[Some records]
------------------------------------

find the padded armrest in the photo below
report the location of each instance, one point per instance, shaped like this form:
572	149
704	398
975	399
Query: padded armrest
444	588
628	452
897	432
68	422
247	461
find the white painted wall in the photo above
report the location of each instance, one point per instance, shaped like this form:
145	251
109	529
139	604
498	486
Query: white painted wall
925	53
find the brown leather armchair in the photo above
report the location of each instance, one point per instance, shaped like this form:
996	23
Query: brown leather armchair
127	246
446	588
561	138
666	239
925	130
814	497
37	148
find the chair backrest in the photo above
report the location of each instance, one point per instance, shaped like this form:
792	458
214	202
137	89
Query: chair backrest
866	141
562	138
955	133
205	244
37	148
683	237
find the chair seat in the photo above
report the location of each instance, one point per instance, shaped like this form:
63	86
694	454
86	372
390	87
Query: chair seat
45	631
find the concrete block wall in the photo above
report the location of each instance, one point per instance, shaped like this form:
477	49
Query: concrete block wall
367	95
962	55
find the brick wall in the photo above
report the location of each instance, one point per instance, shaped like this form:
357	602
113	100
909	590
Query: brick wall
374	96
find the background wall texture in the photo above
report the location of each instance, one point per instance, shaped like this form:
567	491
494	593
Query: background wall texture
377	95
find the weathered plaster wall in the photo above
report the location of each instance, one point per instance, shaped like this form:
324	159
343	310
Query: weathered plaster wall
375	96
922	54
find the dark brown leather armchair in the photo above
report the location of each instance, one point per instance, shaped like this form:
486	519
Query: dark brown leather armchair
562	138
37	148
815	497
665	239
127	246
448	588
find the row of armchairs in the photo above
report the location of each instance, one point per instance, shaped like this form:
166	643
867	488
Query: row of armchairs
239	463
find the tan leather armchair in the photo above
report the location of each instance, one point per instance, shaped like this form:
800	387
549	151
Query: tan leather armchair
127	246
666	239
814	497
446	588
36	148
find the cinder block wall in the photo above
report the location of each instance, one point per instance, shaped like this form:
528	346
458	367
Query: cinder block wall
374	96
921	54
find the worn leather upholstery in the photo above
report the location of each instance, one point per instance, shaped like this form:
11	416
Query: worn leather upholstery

------------------------------------

● YOUR OBJECTIVE
Put every line of the data above into a numbered list, and leave out any blank lines.

● RESULT BELOW
1. find the padded armrest in the photo below
2. report the location of each instance, one point per instance, shaped like this form:
3. 572	149
4. 704	398
5. 975	399
6. Query: padded armrest
7. 444	588
8. 628	452
9. 897	432
10. 68	422
11. 247	461
12. find the white painted wall in the photo above
13. report the location of each instance, one point per instance, shaped like this form:
14. 145	251
15. 109	529
16. 139	604
17. 498	486
18. Query: white painted wall
19. 925	53
20. find the brown leather armchair in the photo above
21. report the location of each instance, one point per instance, shaped like this form:
22. 996	23
23. Query: brown leather armchair
24. 127	246
25. 446	588
26. 561	138
27. 666	239
28. 925	130
29. 814	497
30. 37	148
31. find the chair backrest in the photo above
32. report the location of each instance, one point per instance, shaped like this form:
33. 792	458
34. 214	202
35. 137	89
36. Query: chair backrest
37. 866	141
38. 562	138
39. 955	133
40. 205	244
41. 37	148
42. 683	237
43. find the chair seat in the photo above
44. report the location of each instance, one point per instance, shaped like this form:
45. 63	86
46. 694	454
47. 86	372
48. 390	87
49. Query: chair seat
50. 45	631
51. find the concrete block wall in the photo above
52. report the location of each instance, one point per instance, shaped like this form:
53. 477	49
54. Query: concrete block wall
55. 367	95
56. 962	55
57. find the brick wall in the photo above
58. report the location of each instance, one point per instance, shaped like this form:
59. 357	602
60. 113	100
61. 909	590
62. Query: brick wall
63. 374	96
64. find the background wall texture in the photo above
65. report the location of each instance, one point per instance, shaped like this form:
66. 567	491
67. 494	593
68. Query: background wall texture
69. 377	95
70. find the weathered plaster wall in the photo above
71. report the location of each instance, one point per instance, shaped like this form:
72. 324	159
73. 343	310
74. Query: weathered plaster wall
75. 375	96
76. 922	54
77. find the dark brown leather armchair in the photo above
78. report the location of each instance, one point per instance, shaped like this form:
79. 486	519
80. Query: dark brown leather armchair
81. 562	138
82. 37	148
83. 815	497
84. 665	239
85. 127	246
86. 448	588
87. find the row of armchairs in the photo above
88. report the location of each instance, one point per instance, shaped like this form:
89. 166	643
90. 867	488
91. Query: row of armchairs
92. 239	463
93. find the tan leather armchair in the photo above
94. report the location of each instance, one point per instance, shaped like this form:
95. 800	387
96. 549	151
97. Query: tan leather armchair
98. 127	246
99. 666	239
100. 814	497
101. 446	588
102. 36	148
103. find the cinder block wall in the photo above
104. report the location of each instance, one point per instance, shaped like this form:
105. 528	346
106. 458	367
107. Query: cinder block wall
108. 374	96
109. 921	54
110. find the worn leather upholstery in the photo above
111. report the location of each instance, one point per instance, shaped like this form:
112. 11	416
113. Query: worn leather upholstery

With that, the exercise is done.